- DO THIS:
Can you rework the listing below so that each "photo" becomes "image" throughout, with nothing else altered? Leave the pictures out of your answer.

- SUPPLIED MATERIAL:

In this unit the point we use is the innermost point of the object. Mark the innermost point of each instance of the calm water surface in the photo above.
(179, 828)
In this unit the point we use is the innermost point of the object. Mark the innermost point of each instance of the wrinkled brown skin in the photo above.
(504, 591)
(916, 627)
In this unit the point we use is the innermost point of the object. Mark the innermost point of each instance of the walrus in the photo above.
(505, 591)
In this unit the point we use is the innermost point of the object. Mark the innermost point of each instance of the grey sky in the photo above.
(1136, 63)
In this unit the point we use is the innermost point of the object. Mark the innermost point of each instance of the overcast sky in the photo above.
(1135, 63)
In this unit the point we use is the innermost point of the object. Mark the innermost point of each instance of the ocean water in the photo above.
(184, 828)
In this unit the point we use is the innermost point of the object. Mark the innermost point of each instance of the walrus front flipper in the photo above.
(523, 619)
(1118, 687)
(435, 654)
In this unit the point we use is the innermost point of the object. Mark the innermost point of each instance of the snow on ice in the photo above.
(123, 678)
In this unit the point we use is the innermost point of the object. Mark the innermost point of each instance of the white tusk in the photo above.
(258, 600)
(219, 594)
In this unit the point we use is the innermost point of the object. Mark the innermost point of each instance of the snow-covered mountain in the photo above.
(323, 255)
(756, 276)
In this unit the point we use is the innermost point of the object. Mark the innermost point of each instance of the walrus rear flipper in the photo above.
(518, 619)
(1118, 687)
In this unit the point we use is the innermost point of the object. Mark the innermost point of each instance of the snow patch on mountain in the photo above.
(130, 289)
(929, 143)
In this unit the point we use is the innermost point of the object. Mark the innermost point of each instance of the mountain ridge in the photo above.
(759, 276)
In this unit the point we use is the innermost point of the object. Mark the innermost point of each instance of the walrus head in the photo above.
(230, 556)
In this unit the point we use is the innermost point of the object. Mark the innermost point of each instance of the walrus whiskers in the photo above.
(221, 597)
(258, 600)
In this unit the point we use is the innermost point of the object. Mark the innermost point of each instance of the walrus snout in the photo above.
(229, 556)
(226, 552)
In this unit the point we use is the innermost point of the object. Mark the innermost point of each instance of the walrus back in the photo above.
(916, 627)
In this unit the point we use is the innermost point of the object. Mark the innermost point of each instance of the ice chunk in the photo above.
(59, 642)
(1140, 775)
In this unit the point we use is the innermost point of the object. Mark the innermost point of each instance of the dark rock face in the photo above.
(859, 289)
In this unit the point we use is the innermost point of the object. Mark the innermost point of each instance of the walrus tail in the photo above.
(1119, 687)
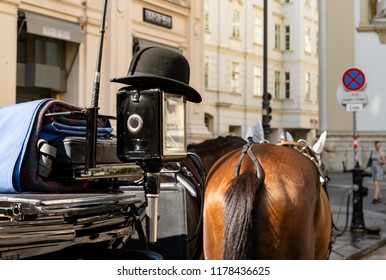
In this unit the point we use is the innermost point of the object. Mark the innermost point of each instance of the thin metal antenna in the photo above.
(92, 112)
(95, 93)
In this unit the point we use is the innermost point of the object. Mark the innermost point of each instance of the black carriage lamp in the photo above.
(151, 117)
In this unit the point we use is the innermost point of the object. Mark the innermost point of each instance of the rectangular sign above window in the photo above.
(157, 18)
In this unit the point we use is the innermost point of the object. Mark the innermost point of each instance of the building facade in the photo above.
(352, 35)
(234, 66)
(51, 48)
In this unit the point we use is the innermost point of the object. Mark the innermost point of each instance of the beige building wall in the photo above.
(124, 22)
(352, 35)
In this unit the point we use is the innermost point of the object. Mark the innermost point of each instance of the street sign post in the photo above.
(353, 79)
(351, 94)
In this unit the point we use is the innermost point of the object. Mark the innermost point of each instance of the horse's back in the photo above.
(288, 211)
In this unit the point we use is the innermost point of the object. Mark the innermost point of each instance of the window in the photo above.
(206, 71)
(236, 24)
(287, 85)
(257, 81)
(277, 36)
(206, 16)
(235, 130)
(287, 37)
(308, 85)
(307, 40)
(258, 31)
(277, 84)
(235, 79)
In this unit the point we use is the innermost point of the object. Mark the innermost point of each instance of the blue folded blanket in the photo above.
(54, 130)
(16, 122)
(21, 126)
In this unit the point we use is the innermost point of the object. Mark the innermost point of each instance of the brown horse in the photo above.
(194, 171)
(275, 209)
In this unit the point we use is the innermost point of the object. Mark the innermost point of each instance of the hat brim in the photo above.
(169, 84)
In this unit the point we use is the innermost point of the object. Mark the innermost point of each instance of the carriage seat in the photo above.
(64, 153)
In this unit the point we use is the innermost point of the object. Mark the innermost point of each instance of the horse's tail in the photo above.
(240, 203)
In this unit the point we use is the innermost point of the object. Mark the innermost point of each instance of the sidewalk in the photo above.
(355, 245)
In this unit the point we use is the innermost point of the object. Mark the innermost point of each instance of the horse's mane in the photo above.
(215, 142)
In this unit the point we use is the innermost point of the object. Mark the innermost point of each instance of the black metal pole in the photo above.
(92, 112)
(358, 221)
(265, 114)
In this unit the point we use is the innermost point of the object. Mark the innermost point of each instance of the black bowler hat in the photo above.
(160, 67)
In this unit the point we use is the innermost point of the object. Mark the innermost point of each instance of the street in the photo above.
(338, 190)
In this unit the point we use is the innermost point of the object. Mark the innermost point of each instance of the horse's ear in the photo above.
(289, 137)
(319, 145)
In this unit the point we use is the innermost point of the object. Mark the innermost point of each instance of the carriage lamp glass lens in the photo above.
(174, 141)
(134, 123)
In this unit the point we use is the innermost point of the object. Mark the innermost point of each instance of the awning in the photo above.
(52, 27)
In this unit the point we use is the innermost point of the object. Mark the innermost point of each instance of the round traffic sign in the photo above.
(353, 79)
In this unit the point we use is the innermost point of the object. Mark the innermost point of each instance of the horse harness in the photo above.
(305, 150)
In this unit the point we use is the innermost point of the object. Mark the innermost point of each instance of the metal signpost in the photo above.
(352, 95)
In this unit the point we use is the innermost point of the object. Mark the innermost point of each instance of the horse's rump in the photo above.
(286, 211)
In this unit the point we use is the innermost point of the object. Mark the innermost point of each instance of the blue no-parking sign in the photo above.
(353, 79)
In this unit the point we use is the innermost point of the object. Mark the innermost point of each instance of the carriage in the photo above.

- COMPLETE OUTPUT:
In this unit the point we use is the innermost point of the object. Mark the innermost point of each instance of the calm water surface in the image above.
(179, 828)
In this unit the point we use is the innermost point of the object. Mark the innermost point of each instance of the wrinkled brown skin in the image above.
(504, 591)
(916, 627)
In this unit the point we use is the innermost point of the object. Mark the innermost point of each instance of the walrus in the image above.
(505, 591)
In this unit the point we use is the innermost point of the object. Mark the innermost point of each instance of the grey sky in the image above.
(1136, 63)
In this unit the point we use is the innermost point of the object. Mark the innermost point of each instance of the overcast sky in the image above.
(1135, 63)
In this unit the point we use is the innermost point of the object. Mark the innermost point of each instance of the ocean water in the image above.
(184, 828)
In this unit the point we use is the innermost point of the object. Mark the innermost point of each instance of the walrus front flipper in the image above.
(523, 619)
(1118, 687)
(435, 654)
In this unit the point we use is the innermost point of the object. Mark the innermost point of each instance of the snow on ice in the image above.
(123, 678)
In this unit the point we use is the innermost point of the object. Mark the innermost point of each instance of the white tusk in the image above.
(258, 600)
(219, 594)
In this unit the point we use is the innermost point of the object. Mark the innermost point of each instance of the snow-covered mountain in the image above.
(323, 255)
(756, 276)
In this unit the point we use is the innermost point of the object. Mark the innermost point of each instance of the walrus rear flipper in the image above.
(518, 619)
(1118, 687)
In this unit the point we use is the innermost point of the object. Mark the innermost point of each instance of the snow patch on mountain in the image above.
(130, 289)
(929, 143)
In this unit the point we use is the innermost point of the object. Mark the innermost point of each instance of the mountain ridge in the image above.
(759, 276)
In this unit the point we use is the innermost point of the object. Mark the innermost point of each instance of the walrus head in the image above.
(230, 556)
In this unit the point we use is the innermost point of the object. Mark the innermost point of each instance of the walrus whiskers in the image above.
(221, 597)
(258, 600)
In this unit the point we use is the innermost point of the object. Mark the innermost point of each instance of the walrus snout in the image above.
(229, 556)
(226, 552)
In this unit the point we use is the innermost point of the object. Mark the innermost point of each instance of the walrus back in the image above.
(916, 627)
In this unit the point we use is the innermost point of the object. Mark the innermost point of each instance of the ice chunk in the image above.
(59, 642)
(1140, 775)
In this unit the point we use is the innermost point of the object. Mark the innermost point of each instance of the dark rock face in the image above.
(859, 289)
In this unit the point we use is the innermost point of the object. Mark the innermost point of each instance of the walrus tail in the image above.
(1119, 687)
In this unit the point we use is the innermost point of the object. Mark the innermost point of each instance of the thin metal antenna in the image above.
(92, 112)
(95, 93)
In this unit the point we use is the innermost point of the object. Mark the innermost point of each instance of the black carriage lamp in the image above.
(151, 117)
In this unit the point we use is the innermost point of the object. Mark the innermost point of each instance of the rectangular sign above window in the image above.
(157, 18)
In this unit the point we use is the innermost point of the object. Mark the innermost point of each instance of the building facade in the image above.
(352, 35)
(234, 66)
(51, 48)
In this unit the point we use is the innermost point of the object. Mark the innermost point of each instance of the beige building wall in the image above.
(124, 22)
(352, 35)
In this unit the point we use is the innermost point of the object. Mark the innermost point of each instance of the street sign post in the image above.
(353, 79)
(351, 94)
In this unit the point we use is the innermost point of the object. Mark the innermost point of each instance of the horse's back in the image above.
(288, 211)
In this unit the point we use is the innermost point of the object. Mark the innermost point of each instance of the window in the image above.
(206, 71)
(236, 24)
(287, 85)
(257, 81)
(277, 36)
(206, 16)
(235, 130)
(287, 37)
(308, 85)
(307, 40)
(258, 31)
(277, 84)
(235, 79)
In this unit the point we use is the innermost point of the object. Mark the innermost point of each instance of the blue folded blanket in the image above.
(54, 130)
(16, 122)
(21, 126)
In this unit the point we use is the innermost point of the object. Mark the innermost point of each instance of the brown horse in the image above.
(194, 171)
(275, 209)
In this unit the point we use is the innermost point of the object. Mark the innermost point of each instance of the hat brim in the image above.
(169, 84)
In this unit the point we use is the innermost point of the object. Mark the innermost point of each instance of the carriage seat in the image above.
(64, 153)
In this unit the point we use is the innermost point of the object. Mark the innermost point of each instance of the horse's tail in the image above.
(240, 203)
In this unit the point we use is the innermost point of the object. Mark the innermost point of each instance of the sidewalk in the image above.
(355, 245)
In this unit the point we use is the innermost point of the object. Mark the innermost point of each instance of the horse's mane in the image above.
(215, 142)
In this unit the point we use is the innermost point of the object. Mark the innermost point of each instance of the black metal pole in the image above.
(92, 112)
(358, 221)
(265, 114)
In this unit the point we use is the innermost point of the object. Mark the innermost point of each instance of the black bowler hat in the image above.
(160, 67)
In this unit the point we use is the innermost point of the object. Mark the innermost point of each instance of the street in the image above.
(338, 190)
In this unit the point we use is the innermost point of the object. Mark the innermost point of each instance of the horse's ear in the image above.
(289, 137)
(319, 145)
In this unit the point we use is the innermost point of the object. Mark the innermost point of each instance of the carriage lamp glass lens in the image above.
(174, 141)
(134, 123)
In this unit the point we use is the innermost point of the object. Mark the innermost point of each instance of the awning in the image above.
(52, 27)
In this unit the point we use is the innermost point of the object. Mark the innermost point of each instance of the round traffic sign in the image above.
(353, 79)
In this unit the point we use is the innermost point of the object. Mark the innermost point of each instance of the horse harness in the image above.
(305, 150)
In this unit the point we use is the innermost point of the object. Mark the innermost point of each instance of the metal signpost in the image above.
(352, 95)
In this unit the point we use is the innermost point of the object. Mark the innermost point of each instance of the horse's rump in the image above.
(286, 211)
In this unit the point we use is the innermost point of the object. Mark the innermost point of each instance of the blue no-parking sign in the image above.
(353, 79)
In this unit the point we use is the innermost point of the object. Mark the innermost point of each instance of the carriage in the image above.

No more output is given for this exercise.